PASSAGE TO READ —

Adventures In Milk

☆ August 11, 2011





In case you missed the first announcement, text versions of my handwritten posts can be found at Paper Route Designs.


36 Responses to “Adventures In Milk”

  1. Janice in GA
    August 11th, 2011 @ 8:05 am

    I am living vicariously through your posts. :) Thank you!

  2. Tabitha
    August 11th, 2011 @ 8:08 am

    It sounds wonderful!!
    I can only imagine how great it must be to wake up to a new taste every day.

  3. Milaka
    August 11th, 2011 @ 8:12 am

    Heaven. You are living in heaven! Thank you for sharing with us. I am loving the handwritten blogs and hearing about your adventure. Give the Farmily love from us!

  4. Heidi
    August 11th, 2011 @ 8:21 am

    This is the first time in my life I have wanted to get a rid of my refrigerator and buy a cow.

  5. Marg
    August 11th, 2011 @ 8:34 am

    You’re going to need some larger clothes soon Shreve. Here’s the difference we all enjoy about you. Most of us would toss the milk as “bad”, you check it and wonder what you can do with it, wonderful. That is a lot of milk though, how do you have room for anything else in your stomach? My daughter in law puts spinach in with her cheese curds, delicious!

  6. Janet M
    August 11th, 2011 @ 8:43 am

    My Grandmother (b. 1893) was raised on a farm and she and her sisters made and ate “clabber milk” all the time. She loved it and missed having it. I was rather dubious, but from your experiments it sounds delicious.

  7. Anita Lowery
    August 11th, 2011 @ 8:56 am

    I have heard that this is the best way to use milk. I might have to give it a try now that you have inspired me.

  8. hello haha narf
    August 11th, 2011 @ 9:01 am

    you are so much braver than i! not sure i would have risked tasting the slightly sour milk, let alone consuming it. i love that you did.

  9. kay
    August 11th, 2011 @ 9:36 am

    I’m liking your little gems of existence up there.

  10. Ketra
    August 11th, 2011 @ 9:46 am

    So cool. I can just taste the cheese…

  11. A
    August 11th, 2011 @ 9:49 am

    Congrats on discovering some of your Scandinavian heritage. I trust you’re familiar with filmjölk? If not, try this:ölk

    Delicious also with puréed berries or other fruit poured into it.

  12. shreve
    August 11th, 2011 @ 10:49 am

    Heidi ~ HAA! yeehaw!
    Marg ~ au contraire, washing all my clothes by hand burns away all the fat ;)

  13. Renee
    August 11th, 2011 @ 10:52 am

    When I was a kid, I remember my German grandmother always having a covered bowl of milk or cream on her kitchen counter–her clabber–and it seemed so repulsive to me. NOW I know what the fuss was all about!

  14. Holly
    August 11th, 2011 @ 11:06 am

    I LOVE IT! You know, my European friends are always amazed at our (people in the USA) treatment of food. My friend and I were watching a cupcake show and the food inspector came and tossed the eggs the chef was bringing to room temp into the trash bin and smashed them for being “unsafe” when any baker knows room temp is BEST!

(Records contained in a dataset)
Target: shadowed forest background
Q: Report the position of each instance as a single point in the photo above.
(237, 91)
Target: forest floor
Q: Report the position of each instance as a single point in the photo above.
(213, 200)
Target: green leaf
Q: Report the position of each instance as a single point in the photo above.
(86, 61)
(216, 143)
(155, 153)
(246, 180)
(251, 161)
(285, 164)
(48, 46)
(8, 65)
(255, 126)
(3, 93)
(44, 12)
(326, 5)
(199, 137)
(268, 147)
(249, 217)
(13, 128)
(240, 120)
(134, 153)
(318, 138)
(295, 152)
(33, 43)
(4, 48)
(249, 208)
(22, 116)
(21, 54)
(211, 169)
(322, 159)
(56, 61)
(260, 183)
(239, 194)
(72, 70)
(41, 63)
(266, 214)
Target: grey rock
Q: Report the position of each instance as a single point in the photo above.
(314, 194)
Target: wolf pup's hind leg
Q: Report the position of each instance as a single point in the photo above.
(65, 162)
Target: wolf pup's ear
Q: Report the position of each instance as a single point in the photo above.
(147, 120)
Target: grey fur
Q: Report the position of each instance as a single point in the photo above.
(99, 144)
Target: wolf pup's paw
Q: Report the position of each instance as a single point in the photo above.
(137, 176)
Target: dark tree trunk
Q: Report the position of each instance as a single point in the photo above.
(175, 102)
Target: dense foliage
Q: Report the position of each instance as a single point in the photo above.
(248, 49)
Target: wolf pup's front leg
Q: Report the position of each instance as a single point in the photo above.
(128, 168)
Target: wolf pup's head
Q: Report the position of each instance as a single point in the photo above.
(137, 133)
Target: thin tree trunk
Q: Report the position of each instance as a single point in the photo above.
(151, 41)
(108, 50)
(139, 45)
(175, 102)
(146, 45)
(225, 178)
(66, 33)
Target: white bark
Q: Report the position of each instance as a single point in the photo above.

EXERCISES —
1 - According to the milk blog page, where can text versions of the handwritten posts be found?
2 - Pick up the milk blog page after its final line and continue it.

ANSWERS FOR THE EXERCISE —
1 - At Paper Route Designs.

2 -
    My mom used to take four gallons of milk from my Grandfather’s dairy farm. She would pour them all into a giant metal bowl and leave uncovered in the fridge. She would have a similar process each day… harvesting cream, making butter, sour cream etc.

  15. Martha
    August 11th, 2011 @ 11:30 am

    Ever since you adopted Daisy I have been envious of your ability to enjoy all that milk. I am nearly as lactose-intolerant as you are gluten-intolerant, so I always just sigh when I read these posts. ~)

  16. Nathalie
    August 11th, 2011 @ 11:54 am

    I would’ve never thought of that, it’s so cool! The first thing I thought though was bears come to the streams…any problems with them trying for your food?

  17. Maggie
    August 11th, 2011 @ 12:29 pm

    Wow! I need to be more accepting of my milk when it goes off! I buy raw milk at the store (it’s legal in CA) but I find after several days, it gets that distinctly sour smell even after being in the fridge. Could I just leave it out to fully sour, and then make cheese, too, instead of pouring it down the drain? It’s expensive, so I hate wasting it!!!

  18. Maggie
    August 11th, 2011 @ 12:31 pm

    Hey Martha, have you tried raw milk? A lot of people are lactose intolerant because pasteurization destroys lactase – the enzyme that allows us to digest lactose. Raw milk still has all of the good natural bacteria and enzymes intact, so many who are lactose intolerant can drink it! An allergy is a different thing, but if it’s just intolerance, give raw milk a try if you can :)

  19. Bernice
    August 11th, 2011 @ 1:08 pm

    As my nephew says, “Cool-a-rama!!”

  20. TB
    August 11th, 2011 @ 4:34 pm

    Hi Shreve! I love reading about your adventures and am really enjoying your hand-written posts. It sounds like heaven where you are. :)

  21. Sunny
    August 11th, 2011 @ 6:04 pm

    Aw, your beautiful handwriting –
    your lovely spirit and these fabulous adventures in milk-dom!!

    Missing you,

    P.S. A feather blew into my life….. :)

  22. catherine
    August 11th, 2011 @ 8:13 pm

    Real creme fraiche can be turned into creme chantilly, then you put it over strawberries or you make a “Poire belle Helene” or a “peche Melba” I am gonna make me one right now….You are going to be rolling back don that mountain, but who cares, it is so good for you…

  23. carmel
    August 11th, 2011 @ 9:14 pm

    what a story! I remember my mum making “home-made” butter…because we had to churn it! It was delicious…never tasted anything like it since…

  24. Patr
    August 12th, 2011 @ 7:04 am

    I am so facinated! I just found a raw milk source in Decatur Texas!!!

    Check out think link:

    20 things to do with Soured Milk

    Enjoy your day – we are finally below 100! 98!!!! YEA! 39 days of 100+ temps can wear on a person.

  25. Janet M
    August 12th, 2011 @ 11:22 am

    Here’s an Australian blog that has info on making sour cream with commercially produced cream. Just scroll down to Thurs.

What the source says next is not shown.